## Extrait de page:

____

34° FESTIVAL THÉÂTRAL
INAUGURATION
Samedi 18 avril 2015
Festive, chaleureuse, intéressante, telle fut l'inauguration du 34° Festival dans la salle Claude Domenech du Centre culturel. Les futurs spectateurs étaient venus nombreux, programme en main, dans l'attente d'informations capitales pour faire les bons choix parmi les quatorze soirées du Festival. La réussite de leur mois de mai théâtral en dépendrait.
Une soirée à quatre temps : la présentation des spectacles, les discours des "officiels", un intermède théâtral et des conversations joyeuses autour d'un buffet réjouissant.
Pour présenter le programme, sur scène pendant une heure, nos acteurs bien connus, à l'aise autour d'une table, comme s'ils conversaient entre eux :
Jean-François Gabillet, le président de l'association, détendu, souriant comme à son habitude,
Sylvie Grimal, conseillère artistique, voix douce, sensible à la beauté des textes de théâtre, à la subtilité des réalisations,
Jean-Claude Grimal, vice-président, carré, voix forte, assurée, un as de la culture théâtrale.

____

## Descriptions de zones en langage naturel:
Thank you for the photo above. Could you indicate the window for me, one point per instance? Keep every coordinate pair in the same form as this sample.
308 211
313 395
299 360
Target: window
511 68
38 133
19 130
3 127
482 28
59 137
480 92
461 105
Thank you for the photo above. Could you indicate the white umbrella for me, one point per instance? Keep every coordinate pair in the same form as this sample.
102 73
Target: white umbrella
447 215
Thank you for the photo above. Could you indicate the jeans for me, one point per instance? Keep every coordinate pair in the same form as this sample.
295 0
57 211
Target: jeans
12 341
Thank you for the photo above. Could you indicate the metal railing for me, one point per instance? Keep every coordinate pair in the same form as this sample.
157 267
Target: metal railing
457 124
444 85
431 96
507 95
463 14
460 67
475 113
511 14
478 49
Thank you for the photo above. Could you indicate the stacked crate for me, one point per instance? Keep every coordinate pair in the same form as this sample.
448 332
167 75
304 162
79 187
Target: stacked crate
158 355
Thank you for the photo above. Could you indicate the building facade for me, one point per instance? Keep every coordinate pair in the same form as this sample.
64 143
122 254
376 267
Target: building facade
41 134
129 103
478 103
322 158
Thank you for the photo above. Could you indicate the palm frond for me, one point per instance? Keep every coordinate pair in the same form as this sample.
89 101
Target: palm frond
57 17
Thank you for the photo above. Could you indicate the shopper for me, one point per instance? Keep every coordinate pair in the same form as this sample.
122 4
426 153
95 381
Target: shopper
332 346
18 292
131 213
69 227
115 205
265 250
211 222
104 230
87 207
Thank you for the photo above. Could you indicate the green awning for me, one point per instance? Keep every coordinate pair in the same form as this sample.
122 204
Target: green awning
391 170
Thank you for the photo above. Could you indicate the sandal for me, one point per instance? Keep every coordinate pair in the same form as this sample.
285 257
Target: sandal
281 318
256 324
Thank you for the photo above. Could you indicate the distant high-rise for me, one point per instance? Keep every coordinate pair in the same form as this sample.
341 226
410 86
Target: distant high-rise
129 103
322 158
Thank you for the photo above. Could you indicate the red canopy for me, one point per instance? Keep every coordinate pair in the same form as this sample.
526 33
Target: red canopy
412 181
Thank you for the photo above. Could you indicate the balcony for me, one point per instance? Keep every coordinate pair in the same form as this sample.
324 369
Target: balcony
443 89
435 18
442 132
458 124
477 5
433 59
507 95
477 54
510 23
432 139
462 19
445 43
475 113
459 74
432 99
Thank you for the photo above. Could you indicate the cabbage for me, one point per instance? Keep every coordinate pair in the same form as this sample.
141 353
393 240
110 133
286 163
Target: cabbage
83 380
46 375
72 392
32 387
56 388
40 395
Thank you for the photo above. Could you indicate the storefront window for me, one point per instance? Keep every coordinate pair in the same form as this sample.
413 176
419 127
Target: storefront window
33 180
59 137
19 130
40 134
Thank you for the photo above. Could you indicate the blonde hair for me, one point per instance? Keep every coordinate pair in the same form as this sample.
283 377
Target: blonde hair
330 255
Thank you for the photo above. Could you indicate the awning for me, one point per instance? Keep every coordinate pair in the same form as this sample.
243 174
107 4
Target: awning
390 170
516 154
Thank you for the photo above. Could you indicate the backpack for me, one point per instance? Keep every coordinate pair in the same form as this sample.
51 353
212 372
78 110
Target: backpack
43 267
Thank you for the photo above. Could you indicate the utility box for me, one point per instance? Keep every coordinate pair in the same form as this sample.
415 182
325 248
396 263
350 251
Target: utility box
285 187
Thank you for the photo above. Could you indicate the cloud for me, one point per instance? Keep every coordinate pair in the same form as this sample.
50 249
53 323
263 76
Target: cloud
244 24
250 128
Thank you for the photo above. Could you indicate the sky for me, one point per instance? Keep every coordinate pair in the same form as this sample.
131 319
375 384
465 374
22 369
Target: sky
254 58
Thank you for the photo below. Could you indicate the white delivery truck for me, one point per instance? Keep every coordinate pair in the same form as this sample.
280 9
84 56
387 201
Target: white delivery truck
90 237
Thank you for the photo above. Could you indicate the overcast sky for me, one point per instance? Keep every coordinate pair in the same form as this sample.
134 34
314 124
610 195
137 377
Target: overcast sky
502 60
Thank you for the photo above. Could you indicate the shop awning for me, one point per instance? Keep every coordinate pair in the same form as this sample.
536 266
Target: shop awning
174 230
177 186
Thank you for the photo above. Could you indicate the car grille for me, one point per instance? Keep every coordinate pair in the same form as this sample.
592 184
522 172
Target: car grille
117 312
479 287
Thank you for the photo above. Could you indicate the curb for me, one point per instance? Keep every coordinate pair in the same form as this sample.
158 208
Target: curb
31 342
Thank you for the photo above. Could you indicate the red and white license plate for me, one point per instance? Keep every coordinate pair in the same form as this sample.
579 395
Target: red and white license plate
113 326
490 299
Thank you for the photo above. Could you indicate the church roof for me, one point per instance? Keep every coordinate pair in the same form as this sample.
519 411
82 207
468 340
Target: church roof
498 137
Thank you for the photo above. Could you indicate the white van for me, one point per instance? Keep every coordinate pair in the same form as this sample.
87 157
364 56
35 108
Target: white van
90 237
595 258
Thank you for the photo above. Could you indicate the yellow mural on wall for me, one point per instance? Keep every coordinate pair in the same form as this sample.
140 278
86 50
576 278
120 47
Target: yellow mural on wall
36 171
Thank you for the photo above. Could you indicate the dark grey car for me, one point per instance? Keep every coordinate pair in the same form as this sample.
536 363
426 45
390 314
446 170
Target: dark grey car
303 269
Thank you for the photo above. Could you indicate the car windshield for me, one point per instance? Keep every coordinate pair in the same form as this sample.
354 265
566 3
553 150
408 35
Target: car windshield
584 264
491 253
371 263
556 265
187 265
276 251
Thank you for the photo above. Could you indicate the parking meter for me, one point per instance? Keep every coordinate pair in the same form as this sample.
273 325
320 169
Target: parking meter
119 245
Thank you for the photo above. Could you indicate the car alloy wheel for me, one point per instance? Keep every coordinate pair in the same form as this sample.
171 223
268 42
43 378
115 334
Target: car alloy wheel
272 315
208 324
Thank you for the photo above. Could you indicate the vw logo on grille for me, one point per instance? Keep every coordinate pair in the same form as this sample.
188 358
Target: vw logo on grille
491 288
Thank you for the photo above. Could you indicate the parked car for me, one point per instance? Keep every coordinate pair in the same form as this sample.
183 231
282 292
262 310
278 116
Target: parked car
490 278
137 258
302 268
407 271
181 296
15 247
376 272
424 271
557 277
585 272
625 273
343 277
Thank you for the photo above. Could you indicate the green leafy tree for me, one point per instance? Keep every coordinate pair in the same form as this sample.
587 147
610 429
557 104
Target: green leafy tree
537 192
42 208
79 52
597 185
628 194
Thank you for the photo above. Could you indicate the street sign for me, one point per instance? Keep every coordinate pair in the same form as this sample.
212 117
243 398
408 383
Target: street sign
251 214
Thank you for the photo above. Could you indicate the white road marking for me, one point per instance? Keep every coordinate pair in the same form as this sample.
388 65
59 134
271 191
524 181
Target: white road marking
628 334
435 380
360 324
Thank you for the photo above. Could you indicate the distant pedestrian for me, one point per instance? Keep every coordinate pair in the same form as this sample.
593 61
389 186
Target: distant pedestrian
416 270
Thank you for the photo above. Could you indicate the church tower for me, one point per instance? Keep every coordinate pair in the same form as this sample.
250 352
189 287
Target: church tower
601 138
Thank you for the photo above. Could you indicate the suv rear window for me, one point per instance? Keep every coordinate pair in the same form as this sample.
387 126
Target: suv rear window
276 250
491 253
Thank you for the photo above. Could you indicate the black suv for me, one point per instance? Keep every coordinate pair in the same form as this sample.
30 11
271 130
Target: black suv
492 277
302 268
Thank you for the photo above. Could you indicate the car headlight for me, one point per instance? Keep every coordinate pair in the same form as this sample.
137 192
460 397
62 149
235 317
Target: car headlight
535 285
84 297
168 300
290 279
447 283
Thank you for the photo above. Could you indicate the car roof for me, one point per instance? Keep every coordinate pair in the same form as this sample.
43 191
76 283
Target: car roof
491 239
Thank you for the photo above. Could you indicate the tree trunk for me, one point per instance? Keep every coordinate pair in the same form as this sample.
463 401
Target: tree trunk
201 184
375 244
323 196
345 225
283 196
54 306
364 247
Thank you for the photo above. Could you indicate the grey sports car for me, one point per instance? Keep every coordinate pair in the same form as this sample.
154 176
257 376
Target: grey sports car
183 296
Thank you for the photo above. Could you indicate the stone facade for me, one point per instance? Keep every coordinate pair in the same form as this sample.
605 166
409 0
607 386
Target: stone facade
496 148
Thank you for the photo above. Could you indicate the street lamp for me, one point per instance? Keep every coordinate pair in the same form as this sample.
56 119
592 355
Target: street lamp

____

## Consignes:
1. Répondez à ces questions sur l'inauguration du festival :
(a) Dans quelle salle l'inauguration a-t-elle eu lieu ?
(b) Combien de soirées compte le Festival ?
(c) Quelle fonction occupe Jean-Claude Grimal ?
2. Recopiez le passage sur l'inauguration du festival de « Pour présenter le » à « la culture théâtrale. », en renommant « conseillère artistique » en « directrice artistique ».

## Réponses:
1.
(a) Dans la salle Claude Domenech du Centre culturel.
(b) Quatorze.
(c) Il est vice-président.

2.
Pour présenter le programme, sur scène pendant une heure, nos acteurs bien connus, à l'aise autour d'une table, comme s'ils conversaient entre eux :
Jean-François Gabillet, le président de l'association, détendu, souriant comme à son habitude,
Sylvie Grimal, directrice artistique, voix douce, sensible à la beauté des textes de théâtre, à la subtilité des réalisations,
Jean-Claude Grimal, vice-président, carré, voix forte, assurée, un as de la culture théâtrale.